DOCUMENT SEGMENT:
□ □ □ □ □

I got to wondering, who really would win if both were in their primes, using the same equipment, and the same rules; Ali or Tyson? I am going analyze each aspect of both guys’ repertoires and find out once and for all who would come out on top along with a prediction.
Length: 12 Rounds
Saved By The Bell: Yes
Stoppage: Referee Discretion
TALE OF THE TAPE
Tyson delivers a signature uppercut KO.
At first glance, this category looks like a no brainer for Tyson. But don’t be fooled. Just because Ali was so skilled in other facets that he didn’t have to always use his power, doesn’t mean he didn’t have any. 37 of his 56 career wins were by way of knockout, so he could definitely pack a punch when needed.
The advantage for Tyson in this category comes in several forms. It is true that he had a harder punch than Ali, but both had knockout power. The edge for Tyson is the quantity and quality in which he threw his power shots. Tyson had a willingness to walk into or bob and weave around a jab to unleash a deadly combination of power hooks, body shots, and uppercuts; sometimes 5-6 punches in one flurry. If he landed even three of them it was usually lights out for his hapless opponent.
Ali was a finesse fighter who used his footwork, jab, and reach to rattle and frustrate opponents; his willingness to use his power shots came second to these things. It is for this reason that Tyson takes the power category
"The Louisville Lip", Muhammad Ali.
Here’s another category that one would think is an easy win for Ali, but not too fast. As I mentioned above, Tyson threw power combinations at will, and with speed. He could land 4 shots in a blinding flurry and all of a sudden his opponent is on the canvas. I’d have to say his hand speed was stellar when he got inside, but given his short, stocky frame Tyson’s hand speed was of no use to him on the outside.
It is the exact opposite for Ali. His height and significant reach advantage would enable his hand speed to be more of a factor against an opponent like Tyson. Ali is probably the fastest Heavyweight in history, but his hand speed use would be situational against Tyson to avoid making a mistake and getting caught. He could keep Tyson at bay on the outside throwing jab after jab at a torrid pace, as well as attempting the occasional combination.
In summary, Tyson on the inside has the edge in hand speed, while Ali on the outside has the edge. Ali staying on the outside is a likely scenario in this fight, which would frustrate Tyson. On the flip side, if Tyson got inside on Ali he would have the chance to do some serious damage.
Ali dodges a punch with his superior foot placement.
This category is the one that would give Ali the edge he would need to avoid being caught up inside by the constant pressure Tyson would be bringing. Given that Tyson is not only ultra-aggressive, but also accurate and fast with power combos, Ali would have to rely heavily on his ability to anticipate Tyson’s actions and beat him to the punch, literally.
When matching these two greats, I believe Ali’s footwork is the only clear-cut advantage he has over Tyson. Ali would have to be flawless in picking his spots from the outside, and it begins with his fancy and fast feet that keep him just out of reach of his opponent.
The reason Tyson’s footwork is a non-factor is because although he is aggressive, he tends to watch his opponent, and then pick the perfect time to unleash. It would be Ali controlling the pace for the most part, but that doesn’t really matter because Tyson is able to offset that bringing constant pressure. Seeing Ali’s movement strategy would be one of the more intriguing subplots of the fight.

□ □ □ □ □

SHORT PROBLEM 1:
Answer each question from the text about Ali and Tyson:
(a) How many of Ali's 56 career wins came by knockout?
(b) How many rounds is the imagined fight set to last?
(c) Which category does the author call Ali's only clear-cut advantage over Tyson?
SHORT PROBLEM 2:
Rewrite the passage of the text about Ali and Tyson that begins at the words "In summary, Tyson" and stops after "superior foot placement.", swapping "serious damage" for "lasting harm".
Base every answer solely on the text about Ali and Tyson.

□ □ □ □ □

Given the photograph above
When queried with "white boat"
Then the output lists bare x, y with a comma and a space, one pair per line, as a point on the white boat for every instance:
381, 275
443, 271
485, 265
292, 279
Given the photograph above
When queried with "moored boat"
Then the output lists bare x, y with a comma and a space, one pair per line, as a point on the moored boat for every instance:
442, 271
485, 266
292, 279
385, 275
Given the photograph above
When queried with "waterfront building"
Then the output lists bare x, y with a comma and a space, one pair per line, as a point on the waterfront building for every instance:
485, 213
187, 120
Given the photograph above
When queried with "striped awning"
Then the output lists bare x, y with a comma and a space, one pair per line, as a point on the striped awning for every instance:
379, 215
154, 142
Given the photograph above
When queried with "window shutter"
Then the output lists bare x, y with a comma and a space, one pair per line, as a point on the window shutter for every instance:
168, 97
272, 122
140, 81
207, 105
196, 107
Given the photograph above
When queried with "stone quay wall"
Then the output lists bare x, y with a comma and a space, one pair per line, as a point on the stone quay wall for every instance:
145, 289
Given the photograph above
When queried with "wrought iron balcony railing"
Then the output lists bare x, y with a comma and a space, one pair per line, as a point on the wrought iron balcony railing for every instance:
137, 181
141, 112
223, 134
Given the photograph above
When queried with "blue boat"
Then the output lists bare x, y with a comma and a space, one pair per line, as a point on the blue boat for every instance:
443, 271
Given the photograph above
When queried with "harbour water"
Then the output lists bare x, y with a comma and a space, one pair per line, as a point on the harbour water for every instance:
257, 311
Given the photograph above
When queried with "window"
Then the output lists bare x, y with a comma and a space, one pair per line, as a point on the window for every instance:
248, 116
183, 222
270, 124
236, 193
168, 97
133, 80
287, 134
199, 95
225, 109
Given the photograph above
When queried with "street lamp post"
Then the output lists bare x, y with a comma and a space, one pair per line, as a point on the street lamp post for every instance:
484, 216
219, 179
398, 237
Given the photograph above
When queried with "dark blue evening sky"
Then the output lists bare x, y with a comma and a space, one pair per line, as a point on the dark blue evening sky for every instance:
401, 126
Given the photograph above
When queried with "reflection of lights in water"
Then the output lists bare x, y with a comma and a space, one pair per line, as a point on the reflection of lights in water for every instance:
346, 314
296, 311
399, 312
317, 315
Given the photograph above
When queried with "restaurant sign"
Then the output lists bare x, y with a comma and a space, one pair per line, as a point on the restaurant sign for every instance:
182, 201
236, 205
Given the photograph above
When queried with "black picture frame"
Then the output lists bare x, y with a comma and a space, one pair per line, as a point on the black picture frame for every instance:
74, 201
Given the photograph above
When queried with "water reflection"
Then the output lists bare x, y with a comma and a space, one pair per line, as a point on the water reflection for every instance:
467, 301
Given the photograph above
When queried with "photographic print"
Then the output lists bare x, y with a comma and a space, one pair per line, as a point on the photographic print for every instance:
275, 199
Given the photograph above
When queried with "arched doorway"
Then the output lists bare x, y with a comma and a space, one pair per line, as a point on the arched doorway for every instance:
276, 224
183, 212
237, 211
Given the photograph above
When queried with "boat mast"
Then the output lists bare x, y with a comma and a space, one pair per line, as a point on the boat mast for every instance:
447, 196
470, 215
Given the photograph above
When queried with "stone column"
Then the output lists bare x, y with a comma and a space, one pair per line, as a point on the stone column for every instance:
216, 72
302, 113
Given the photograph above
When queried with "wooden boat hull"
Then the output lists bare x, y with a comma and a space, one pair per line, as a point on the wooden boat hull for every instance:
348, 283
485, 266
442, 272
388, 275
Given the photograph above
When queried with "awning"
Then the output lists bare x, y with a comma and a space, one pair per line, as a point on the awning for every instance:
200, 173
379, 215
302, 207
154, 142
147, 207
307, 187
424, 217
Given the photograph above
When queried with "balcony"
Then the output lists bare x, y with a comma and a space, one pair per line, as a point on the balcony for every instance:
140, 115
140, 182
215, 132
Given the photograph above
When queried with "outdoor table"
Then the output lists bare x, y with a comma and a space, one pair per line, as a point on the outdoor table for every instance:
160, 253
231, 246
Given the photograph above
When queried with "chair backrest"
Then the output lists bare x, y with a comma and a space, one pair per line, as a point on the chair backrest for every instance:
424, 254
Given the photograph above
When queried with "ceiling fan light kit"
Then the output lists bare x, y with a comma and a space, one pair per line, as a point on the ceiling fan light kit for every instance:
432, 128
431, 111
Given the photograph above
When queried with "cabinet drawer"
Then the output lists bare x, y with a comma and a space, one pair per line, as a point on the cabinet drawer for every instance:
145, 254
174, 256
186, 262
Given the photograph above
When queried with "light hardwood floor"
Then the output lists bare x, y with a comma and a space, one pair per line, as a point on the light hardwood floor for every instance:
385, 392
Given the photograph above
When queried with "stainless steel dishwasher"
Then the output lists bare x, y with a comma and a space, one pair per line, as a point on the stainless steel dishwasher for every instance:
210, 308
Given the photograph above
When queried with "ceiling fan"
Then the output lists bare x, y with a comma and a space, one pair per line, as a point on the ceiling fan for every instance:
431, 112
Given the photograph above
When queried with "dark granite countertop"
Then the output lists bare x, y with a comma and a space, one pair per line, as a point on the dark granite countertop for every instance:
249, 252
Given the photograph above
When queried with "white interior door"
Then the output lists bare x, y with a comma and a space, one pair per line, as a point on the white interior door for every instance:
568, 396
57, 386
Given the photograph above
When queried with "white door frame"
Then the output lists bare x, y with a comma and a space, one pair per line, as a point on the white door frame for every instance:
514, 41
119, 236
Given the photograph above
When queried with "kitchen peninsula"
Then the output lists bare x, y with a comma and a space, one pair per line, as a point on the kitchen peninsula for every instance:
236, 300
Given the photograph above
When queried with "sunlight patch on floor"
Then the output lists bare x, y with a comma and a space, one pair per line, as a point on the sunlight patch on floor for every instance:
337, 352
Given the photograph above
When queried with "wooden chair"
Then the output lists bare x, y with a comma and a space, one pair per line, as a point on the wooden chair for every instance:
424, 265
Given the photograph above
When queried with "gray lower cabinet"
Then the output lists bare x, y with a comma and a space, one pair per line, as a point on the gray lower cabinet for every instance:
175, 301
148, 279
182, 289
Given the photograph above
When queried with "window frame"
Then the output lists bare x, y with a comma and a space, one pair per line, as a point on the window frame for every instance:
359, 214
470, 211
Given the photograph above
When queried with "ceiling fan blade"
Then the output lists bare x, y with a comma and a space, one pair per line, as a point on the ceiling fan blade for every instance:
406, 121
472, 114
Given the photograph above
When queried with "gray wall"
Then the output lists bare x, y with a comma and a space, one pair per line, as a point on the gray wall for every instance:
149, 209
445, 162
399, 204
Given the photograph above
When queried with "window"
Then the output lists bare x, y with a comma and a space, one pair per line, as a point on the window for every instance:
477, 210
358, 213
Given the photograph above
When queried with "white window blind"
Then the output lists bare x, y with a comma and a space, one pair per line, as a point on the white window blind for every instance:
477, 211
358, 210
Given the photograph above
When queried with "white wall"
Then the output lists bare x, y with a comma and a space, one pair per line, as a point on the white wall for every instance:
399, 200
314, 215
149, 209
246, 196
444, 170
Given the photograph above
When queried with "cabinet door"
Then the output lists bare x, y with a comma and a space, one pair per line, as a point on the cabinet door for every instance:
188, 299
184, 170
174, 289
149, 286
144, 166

□ □ □ □ □

CORRECT ANSWER 1:
(a) 37
(b) 12 rounds
(c) Footwork

CORRECT ANSWER 2:
In summary, Tyson on the inside has the edge in hand speed, while Ali on the outside has the edge. Ali staying on the outside is a likely scenario in this fight, which would frustrate Tyson. On the flip side, if Tyson got inside on Ali he would have the chance to do some lasting harm.
Ali dodges a punch with his superior foot placement.